What you have to do >> Count the lines in the items below that contain the string "elephant", and reply with the number alone.

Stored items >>
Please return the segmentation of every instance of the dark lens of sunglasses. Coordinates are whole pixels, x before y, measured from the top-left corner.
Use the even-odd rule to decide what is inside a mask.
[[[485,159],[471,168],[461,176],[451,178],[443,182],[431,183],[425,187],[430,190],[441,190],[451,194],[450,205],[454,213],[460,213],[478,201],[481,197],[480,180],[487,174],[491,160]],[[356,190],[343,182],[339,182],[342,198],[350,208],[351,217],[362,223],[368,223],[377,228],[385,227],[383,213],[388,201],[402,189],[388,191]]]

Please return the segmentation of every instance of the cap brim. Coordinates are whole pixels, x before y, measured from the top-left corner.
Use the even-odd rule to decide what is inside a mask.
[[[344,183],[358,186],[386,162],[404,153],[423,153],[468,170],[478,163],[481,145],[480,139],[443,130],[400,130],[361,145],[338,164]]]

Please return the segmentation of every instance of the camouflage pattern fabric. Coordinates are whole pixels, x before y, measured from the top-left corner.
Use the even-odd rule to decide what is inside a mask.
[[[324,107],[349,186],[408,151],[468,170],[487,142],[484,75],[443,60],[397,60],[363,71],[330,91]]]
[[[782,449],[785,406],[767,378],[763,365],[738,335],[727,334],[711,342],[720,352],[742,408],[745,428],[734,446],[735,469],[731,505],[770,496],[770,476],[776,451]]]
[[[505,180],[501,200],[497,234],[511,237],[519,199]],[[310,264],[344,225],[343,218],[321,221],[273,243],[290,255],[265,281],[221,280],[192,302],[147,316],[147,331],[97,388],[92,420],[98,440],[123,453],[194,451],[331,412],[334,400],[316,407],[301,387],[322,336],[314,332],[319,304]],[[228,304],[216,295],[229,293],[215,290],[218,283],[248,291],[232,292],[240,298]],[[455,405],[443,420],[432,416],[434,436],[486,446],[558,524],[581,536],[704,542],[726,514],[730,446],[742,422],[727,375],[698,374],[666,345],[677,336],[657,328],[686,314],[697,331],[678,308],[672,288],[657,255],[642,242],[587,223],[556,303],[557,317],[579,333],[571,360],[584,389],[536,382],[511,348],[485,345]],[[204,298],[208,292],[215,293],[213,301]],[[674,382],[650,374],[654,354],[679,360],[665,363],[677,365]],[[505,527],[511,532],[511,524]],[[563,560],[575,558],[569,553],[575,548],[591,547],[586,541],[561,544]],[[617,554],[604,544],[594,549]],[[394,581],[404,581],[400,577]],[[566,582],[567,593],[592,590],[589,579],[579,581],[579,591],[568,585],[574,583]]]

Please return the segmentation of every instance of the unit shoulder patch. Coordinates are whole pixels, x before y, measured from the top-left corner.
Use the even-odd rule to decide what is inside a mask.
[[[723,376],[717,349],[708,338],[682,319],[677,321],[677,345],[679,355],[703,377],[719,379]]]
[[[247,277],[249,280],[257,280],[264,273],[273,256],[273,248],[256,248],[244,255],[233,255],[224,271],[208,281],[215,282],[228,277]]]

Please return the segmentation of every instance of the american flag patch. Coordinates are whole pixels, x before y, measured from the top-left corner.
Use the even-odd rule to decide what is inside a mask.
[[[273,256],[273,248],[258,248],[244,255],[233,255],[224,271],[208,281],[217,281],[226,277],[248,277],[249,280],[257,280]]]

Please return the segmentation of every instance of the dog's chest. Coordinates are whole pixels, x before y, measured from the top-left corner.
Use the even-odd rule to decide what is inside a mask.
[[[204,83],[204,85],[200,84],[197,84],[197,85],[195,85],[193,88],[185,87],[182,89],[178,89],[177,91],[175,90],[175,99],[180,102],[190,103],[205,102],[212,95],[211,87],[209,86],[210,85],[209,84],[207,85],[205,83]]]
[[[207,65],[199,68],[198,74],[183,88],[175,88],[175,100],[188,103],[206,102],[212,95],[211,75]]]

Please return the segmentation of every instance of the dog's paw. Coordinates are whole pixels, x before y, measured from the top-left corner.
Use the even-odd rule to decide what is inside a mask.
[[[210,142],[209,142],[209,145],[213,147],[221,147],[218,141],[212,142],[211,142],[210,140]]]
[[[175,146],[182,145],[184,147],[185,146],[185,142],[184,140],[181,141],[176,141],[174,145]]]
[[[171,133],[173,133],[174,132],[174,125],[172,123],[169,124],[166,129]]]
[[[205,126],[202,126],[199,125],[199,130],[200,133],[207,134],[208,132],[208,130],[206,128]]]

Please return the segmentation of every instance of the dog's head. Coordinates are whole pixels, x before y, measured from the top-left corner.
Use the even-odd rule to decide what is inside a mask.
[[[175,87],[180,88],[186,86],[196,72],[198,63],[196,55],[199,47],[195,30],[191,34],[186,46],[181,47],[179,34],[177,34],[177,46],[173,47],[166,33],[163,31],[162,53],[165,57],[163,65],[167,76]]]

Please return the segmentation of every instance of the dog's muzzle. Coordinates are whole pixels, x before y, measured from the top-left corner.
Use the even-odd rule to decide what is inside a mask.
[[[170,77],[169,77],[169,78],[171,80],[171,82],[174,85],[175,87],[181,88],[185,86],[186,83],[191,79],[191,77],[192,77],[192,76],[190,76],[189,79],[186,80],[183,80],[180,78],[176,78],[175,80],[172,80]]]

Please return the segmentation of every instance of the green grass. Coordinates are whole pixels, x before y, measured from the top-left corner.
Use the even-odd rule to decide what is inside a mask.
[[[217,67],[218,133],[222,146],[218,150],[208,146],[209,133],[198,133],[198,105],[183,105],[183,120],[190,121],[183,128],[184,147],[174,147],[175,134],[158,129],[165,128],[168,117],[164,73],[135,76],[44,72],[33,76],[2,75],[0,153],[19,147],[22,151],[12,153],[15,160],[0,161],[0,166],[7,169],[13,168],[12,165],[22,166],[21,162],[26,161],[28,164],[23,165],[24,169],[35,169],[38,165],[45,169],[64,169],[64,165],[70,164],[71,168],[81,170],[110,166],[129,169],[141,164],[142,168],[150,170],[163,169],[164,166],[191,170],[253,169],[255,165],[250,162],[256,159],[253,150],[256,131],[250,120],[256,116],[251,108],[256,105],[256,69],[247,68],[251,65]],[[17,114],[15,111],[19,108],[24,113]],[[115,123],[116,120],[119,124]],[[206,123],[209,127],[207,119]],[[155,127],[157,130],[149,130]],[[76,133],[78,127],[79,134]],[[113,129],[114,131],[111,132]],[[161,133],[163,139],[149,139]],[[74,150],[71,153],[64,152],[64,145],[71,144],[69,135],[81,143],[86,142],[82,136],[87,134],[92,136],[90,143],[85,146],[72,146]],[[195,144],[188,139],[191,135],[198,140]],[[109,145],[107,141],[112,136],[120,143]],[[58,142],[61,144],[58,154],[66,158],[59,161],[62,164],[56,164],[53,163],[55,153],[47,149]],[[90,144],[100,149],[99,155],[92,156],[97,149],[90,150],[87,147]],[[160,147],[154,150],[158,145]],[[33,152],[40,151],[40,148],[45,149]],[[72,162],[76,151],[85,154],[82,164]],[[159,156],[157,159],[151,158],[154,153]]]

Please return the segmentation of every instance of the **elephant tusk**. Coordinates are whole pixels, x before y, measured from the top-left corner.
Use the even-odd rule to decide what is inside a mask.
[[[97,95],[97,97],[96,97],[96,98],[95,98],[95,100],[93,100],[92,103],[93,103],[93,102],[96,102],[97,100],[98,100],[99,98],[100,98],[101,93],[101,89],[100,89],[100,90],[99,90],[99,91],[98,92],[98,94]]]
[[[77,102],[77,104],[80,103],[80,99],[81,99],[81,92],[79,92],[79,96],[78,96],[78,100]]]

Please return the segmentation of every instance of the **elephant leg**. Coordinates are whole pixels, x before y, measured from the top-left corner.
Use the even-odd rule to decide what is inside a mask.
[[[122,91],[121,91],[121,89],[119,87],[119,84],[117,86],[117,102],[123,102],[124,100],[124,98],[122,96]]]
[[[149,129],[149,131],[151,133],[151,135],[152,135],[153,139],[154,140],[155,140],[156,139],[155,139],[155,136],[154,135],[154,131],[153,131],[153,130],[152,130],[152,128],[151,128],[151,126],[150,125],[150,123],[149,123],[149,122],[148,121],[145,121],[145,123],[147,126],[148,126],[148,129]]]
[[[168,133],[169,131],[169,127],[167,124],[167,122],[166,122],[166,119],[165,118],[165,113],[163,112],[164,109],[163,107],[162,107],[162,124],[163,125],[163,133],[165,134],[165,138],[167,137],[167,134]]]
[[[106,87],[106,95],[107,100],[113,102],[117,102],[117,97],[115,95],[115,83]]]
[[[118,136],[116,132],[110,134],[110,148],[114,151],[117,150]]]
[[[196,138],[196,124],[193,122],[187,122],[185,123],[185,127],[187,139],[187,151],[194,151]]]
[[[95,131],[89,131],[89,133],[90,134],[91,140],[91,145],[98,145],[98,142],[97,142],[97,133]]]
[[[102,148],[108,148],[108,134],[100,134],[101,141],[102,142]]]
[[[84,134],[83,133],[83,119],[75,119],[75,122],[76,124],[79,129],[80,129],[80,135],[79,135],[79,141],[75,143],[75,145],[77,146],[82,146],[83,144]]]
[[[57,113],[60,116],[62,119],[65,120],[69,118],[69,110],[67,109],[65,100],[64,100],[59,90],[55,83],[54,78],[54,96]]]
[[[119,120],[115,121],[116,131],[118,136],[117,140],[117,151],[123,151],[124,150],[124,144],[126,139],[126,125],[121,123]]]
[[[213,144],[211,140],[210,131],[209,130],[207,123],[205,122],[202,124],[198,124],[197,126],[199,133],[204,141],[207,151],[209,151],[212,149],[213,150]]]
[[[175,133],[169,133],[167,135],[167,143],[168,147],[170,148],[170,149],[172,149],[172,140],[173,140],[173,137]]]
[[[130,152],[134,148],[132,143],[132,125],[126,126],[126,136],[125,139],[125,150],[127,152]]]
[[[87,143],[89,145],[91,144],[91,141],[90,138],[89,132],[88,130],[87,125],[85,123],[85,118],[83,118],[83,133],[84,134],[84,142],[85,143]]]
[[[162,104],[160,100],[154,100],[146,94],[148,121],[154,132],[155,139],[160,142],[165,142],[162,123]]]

Solution >> 2